◆ TASK DATA ◆
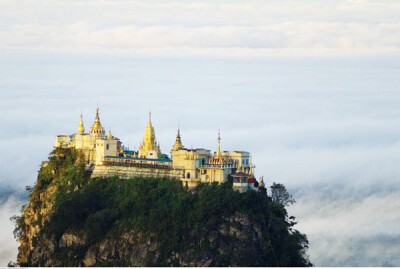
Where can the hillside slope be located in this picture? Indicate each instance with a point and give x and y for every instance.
(73, 220)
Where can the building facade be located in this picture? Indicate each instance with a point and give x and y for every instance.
(106, 155)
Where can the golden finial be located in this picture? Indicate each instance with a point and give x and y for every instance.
(81, 128)
(219, 143)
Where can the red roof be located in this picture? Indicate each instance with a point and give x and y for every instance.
(240, 174)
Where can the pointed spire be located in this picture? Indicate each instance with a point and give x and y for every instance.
(97, 128)
(81, 128)
(219, 144)
(178, 142)
(150, 116)
(251, 168)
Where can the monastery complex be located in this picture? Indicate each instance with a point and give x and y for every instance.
(106, 157)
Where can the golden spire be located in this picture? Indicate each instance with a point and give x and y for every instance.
(251, 168)
(219, 144)
(97, 128)
(81, 128)
(178, 142)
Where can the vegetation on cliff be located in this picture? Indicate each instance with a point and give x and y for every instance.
(74, 220)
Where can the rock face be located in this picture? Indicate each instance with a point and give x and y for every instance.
(239, 243)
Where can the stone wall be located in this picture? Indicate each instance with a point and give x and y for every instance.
(132, 172)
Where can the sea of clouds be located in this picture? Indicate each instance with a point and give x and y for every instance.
(309, 88)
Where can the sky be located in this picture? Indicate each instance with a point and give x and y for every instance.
(310, 88)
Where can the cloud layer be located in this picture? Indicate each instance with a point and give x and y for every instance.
(221, 28)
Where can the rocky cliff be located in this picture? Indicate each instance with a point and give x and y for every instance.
(73, 220)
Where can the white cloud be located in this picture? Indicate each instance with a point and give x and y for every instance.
(213, 29)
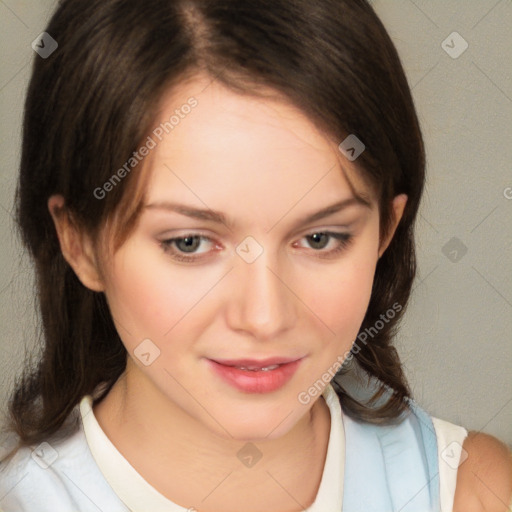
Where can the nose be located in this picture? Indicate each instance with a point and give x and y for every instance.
(261, 303)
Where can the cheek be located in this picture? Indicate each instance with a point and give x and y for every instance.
(340, 296)
(151, 298)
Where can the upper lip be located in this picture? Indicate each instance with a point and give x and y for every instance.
(258, 363)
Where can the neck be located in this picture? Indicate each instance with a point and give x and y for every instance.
(171, 449)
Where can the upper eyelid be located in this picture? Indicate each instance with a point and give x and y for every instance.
(213, 241)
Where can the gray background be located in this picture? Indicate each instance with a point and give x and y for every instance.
(456, 339)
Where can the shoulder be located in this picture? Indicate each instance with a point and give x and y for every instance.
(484, 479)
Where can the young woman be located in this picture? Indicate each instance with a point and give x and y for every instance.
(220, 198)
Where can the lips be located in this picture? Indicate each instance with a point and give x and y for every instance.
(256, 364)
(255, 375)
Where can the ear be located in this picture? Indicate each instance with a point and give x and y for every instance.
(398, 206)
(76, 247)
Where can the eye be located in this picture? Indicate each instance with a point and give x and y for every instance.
(184, 248)
(334, 242)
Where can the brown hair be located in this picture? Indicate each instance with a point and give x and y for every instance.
(92, 102)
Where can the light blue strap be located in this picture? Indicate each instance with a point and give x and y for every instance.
(391, 468)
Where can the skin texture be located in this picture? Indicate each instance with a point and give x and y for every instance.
(265, 166)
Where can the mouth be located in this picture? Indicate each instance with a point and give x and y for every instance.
(256, 376)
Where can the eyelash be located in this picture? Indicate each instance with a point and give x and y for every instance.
(344, 240)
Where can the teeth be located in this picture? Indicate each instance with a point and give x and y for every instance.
(256, 369)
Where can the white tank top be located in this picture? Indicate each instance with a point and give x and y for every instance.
(85, 472)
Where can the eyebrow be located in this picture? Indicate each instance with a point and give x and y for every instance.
(208, 214)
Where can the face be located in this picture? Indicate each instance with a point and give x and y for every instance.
(232, 265)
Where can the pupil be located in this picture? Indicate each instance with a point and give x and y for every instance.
(318, 240)
(188, 244)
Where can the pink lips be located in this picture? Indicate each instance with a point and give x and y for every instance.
(258, 376)
(253, 362)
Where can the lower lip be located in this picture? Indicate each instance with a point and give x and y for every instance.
(256, 381)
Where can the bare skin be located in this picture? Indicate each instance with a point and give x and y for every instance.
(265, 167)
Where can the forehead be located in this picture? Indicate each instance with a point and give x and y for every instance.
(260, 156)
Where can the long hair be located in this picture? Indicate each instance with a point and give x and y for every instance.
(92, 102)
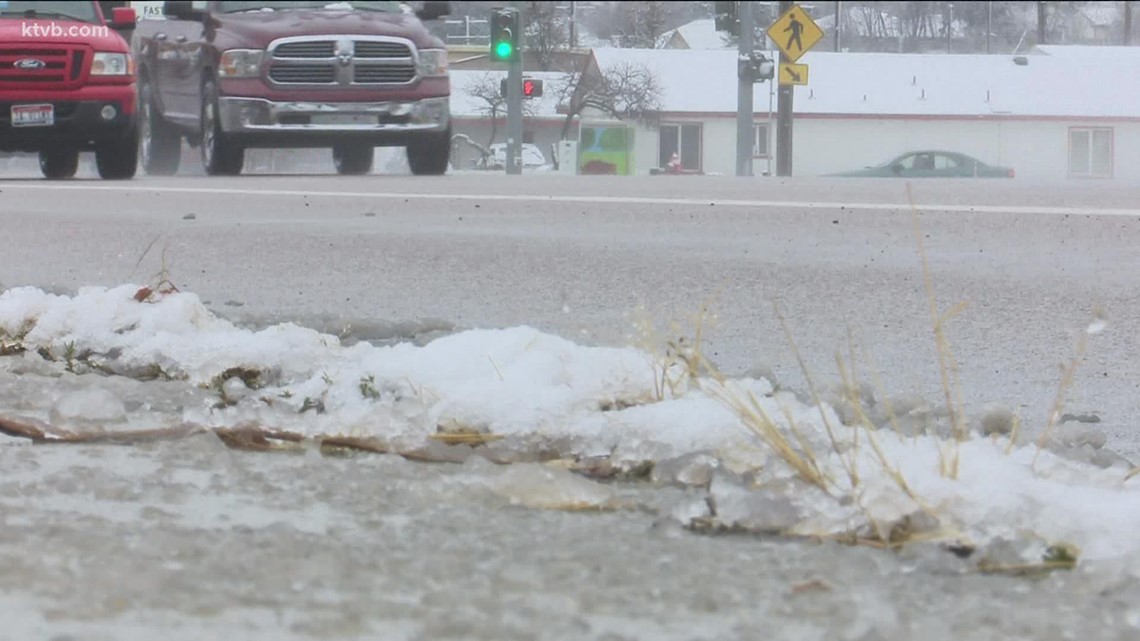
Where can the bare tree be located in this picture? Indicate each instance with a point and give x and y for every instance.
(546, 31)
(488, 88)
(642, 23)
(624, 91)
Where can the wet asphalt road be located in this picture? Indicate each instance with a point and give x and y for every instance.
(581, 257)
(192, 541)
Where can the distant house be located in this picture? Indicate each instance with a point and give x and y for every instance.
(697, 34)
(1058, 114)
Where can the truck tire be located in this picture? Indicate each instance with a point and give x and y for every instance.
(220, 156)
(57, 164)
(353, 159)
(160, 145)
(119, 160)
(430, 155)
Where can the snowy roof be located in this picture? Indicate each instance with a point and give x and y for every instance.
(1104, 54)
(904, 83)
(1101, 14)
(465, 105)
(699, 34)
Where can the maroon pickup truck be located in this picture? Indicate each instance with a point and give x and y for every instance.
(349, 75)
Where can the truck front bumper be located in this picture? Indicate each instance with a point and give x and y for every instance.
(261, 119)
(81, 124)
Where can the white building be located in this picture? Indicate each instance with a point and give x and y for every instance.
(1056, 114)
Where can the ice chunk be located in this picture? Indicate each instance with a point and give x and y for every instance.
(92, 405)
(544, 487)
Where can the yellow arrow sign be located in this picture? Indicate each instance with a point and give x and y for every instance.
(795, 33)
(791, 73)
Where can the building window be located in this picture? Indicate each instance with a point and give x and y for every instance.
(1091, 152)
(760, 140)
(681, 139)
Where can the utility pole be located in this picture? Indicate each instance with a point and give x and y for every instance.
(783, 114)
(990, 25)
(1128, 23)
(744, 92)
(950, 27)
(573, 24)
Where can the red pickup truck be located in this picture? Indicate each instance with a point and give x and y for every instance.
(348, 75)
(67, 86)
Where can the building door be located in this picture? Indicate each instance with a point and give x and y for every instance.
(1091, 152)
(681, 139)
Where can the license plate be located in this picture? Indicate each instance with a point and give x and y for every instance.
(343, 119)
(33, 115)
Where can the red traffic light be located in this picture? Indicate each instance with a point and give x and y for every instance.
(531, 88)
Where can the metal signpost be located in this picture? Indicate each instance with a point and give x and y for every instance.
(794, 33)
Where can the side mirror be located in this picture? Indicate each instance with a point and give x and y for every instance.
(181, 10)
(432, 9)
(123, 18)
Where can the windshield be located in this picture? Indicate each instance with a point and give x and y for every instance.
(81, 11)
(234, 6)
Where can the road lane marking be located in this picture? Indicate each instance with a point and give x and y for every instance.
(594, 200)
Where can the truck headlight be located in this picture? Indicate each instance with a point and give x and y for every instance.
(241, 63)
(112, 64)
(432, 62)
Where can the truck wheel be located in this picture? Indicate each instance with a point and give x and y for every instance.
(160, 145)
(119, 160)
(429, 156)
(220, 156)
(59, 163)
(353, 159)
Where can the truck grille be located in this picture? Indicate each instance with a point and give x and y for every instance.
(383, 74)
(303, 74)
(343, 61)
(47, 67)
(374, 49)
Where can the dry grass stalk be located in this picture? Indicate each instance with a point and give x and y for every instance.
(332, 444)
(848, 467)
(465, 438)
(252, 438)
(946, 364)
(1068, 374)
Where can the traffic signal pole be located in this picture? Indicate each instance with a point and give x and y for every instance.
(783, 114)
(744, 92)
(514, 115)
(506, 37)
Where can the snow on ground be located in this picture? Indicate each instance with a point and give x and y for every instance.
(537, 388)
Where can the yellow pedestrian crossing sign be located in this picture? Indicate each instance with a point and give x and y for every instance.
(791, 73)
(795, 33)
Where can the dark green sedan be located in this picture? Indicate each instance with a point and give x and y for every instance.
(931, 164)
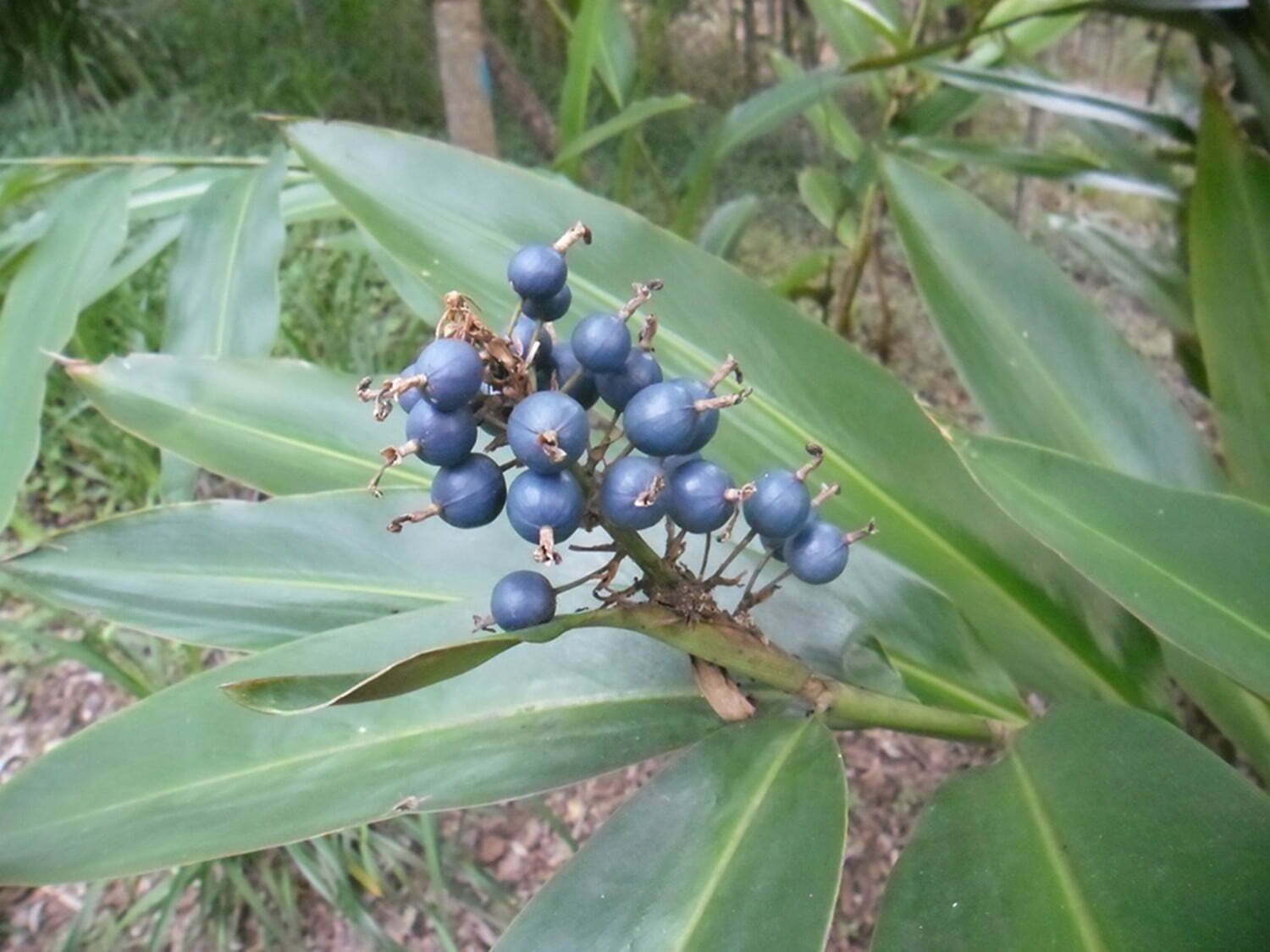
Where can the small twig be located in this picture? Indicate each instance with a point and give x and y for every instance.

◆ TASK OBJECTIVE ◆
Lines from the one that contains "Where can the traffic" through the last line of the data above are to be extracted exactly, with no pictures and no other lines.

◆ WRITTEN SOLUTION ◆
Where can the traffic signal pole be located in this picture? Indicate each instance with a point and give x and y for every instance.
(783, 114)
(744, 92)
(514, 115)
(506, 37)
Where can the snow on ground be located in this picture? Indicate each instance with a point and give x and y for every instance.
(537, 388)
Where can the yellow pedestrian crossing sign be located in this picture? Indicate each instance with a point and give x and y for every instance.
(791, 73)
(795, 33)
Where can the dark green sedan be located in this picture? Indicate each instance with a point and give x and y for every instance.
(931, 164)
Where can the small twig be located in this picture? Indicate each instance with a point and give x and y for every instance.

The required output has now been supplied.